### TASK REQUIREMENTS
**a.** Repeat the passage on the 1937 North Dakota Fighting Sioux football team word for word, between "NCC champion" and "of 97 to 79.", inclusive.
**b.** Summarize the passage on the 1937 North Dakota Fighting Sioux football team in two sentences.
──────── SOURCE EXTRACT ────────
NCC champion
- Conference: North Central Conference
- Record: 4–4 (3–0 NCC)
- Head coach: Charles A. West (10th season);
- Home stadium: Memorial Stadium

= 1937 North Dakota Fighting Sioux football team =

American college football season

The 1937 North Dakota Fighting Sioux football team, also known as the Nodaks, was an American football team that represented the University of North Dakota in the North Central Conference (NCC) during the 1937 college football season. In its tenth year under head coach Charles A. West, the team compiled a 4–4 record (3–0 against NCC opponents), won the conference championship, and outscored opponents by a total of 97 to 79.
──────── DATA SHOWN ────────
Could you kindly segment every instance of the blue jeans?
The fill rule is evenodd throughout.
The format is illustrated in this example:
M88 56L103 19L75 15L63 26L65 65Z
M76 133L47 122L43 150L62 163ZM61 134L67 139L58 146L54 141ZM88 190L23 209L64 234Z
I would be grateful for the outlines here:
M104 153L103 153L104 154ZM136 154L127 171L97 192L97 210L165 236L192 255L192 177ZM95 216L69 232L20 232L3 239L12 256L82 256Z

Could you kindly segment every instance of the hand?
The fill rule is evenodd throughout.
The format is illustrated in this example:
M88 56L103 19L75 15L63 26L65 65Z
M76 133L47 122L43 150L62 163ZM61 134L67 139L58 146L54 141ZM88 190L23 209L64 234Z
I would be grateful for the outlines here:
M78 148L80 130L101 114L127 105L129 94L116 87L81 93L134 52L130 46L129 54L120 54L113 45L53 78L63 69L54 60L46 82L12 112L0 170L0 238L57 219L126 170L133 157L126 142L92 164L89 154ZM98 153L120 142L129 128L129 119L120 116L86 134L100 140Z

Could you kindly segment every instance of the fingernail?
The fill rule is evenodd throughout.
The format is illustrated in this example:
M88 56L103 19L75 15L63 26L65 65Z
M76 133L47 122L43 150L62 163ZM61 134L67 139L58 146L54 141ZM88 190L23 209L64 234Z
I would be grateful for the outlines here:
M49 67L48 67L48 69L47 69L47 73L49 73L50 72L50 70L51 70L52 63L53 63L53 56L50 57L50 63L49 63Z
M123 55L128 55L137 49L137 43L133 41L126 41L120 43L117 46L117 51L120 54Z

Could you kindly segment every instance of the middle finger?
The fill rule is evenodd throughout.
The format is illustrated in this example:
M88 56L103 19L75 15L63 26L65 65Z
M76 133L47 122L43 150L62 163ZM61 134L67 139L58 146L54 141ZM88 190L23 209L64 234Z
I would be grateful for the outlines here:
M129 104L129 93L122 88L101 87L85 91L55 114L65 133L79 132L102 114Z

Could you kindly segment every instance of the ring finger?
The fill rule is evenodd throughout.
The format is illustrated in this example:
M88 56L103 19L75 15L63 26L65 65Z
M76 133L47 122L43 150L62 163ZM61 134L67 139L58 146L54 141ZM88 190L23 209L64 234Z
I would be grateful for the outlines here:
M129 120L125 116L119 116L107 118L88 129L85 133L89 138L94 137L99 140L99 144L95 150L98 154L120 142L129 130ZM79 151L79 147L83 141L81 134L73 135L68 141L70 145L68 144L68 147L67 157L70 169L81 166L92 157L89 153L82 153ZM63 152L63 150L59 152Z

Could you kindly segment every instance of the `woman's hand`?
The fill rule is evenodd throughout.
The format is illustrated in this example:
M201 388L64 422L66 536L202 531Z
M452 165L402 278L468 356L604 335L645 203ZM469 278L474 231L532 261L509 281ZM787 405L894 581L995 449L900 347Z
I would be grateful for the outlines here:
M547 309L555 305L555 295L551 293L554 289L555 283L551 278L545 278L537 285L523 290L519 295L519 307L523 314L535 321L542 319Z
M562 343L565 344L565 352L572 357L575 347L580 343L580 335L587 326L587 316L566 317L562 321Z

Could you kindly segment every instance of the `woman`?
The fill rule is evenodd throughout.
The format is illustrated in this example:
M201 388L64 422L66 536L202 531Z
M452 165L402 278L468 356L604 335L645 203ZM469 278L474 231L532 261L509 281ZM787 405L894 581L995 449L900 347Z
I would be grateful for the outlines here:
────────
### SOLUTIONS TO THE TASKS
**a.**
NCC champion
- Conference: North Central Conference
- Record: 4–4 (3–0 NCC)
- Head coach: Charles A. West (10th season);
- Home stadium: Memorial Stadium

= 1937 North Dakota Fighting Sioux football team =

American college football season

The 1937 North Dakota Fighting Sioux football team, also known as the Nodaks, was an American football team that represented the University of North Dakota in the North Central Conference (NCC) during the 1937 college football season. In its tenth year under head coach Charles A. West, the team compiled a 4–4 record (3–0 against NCC opponents), won the conference championship, and outscored opponents by a total of 97 to 79.

**b.** The 1937 North Dakota Fighting Sioux football team, also known as the Nodaks, represented the University of North Dakota in the North Central Conference during the 1937 college football season. In head coach Charles A. West's tenth year, the team went 4–4 (3–0 against NCC opponents), won the conference championship, and outscored opponents 97 to 79.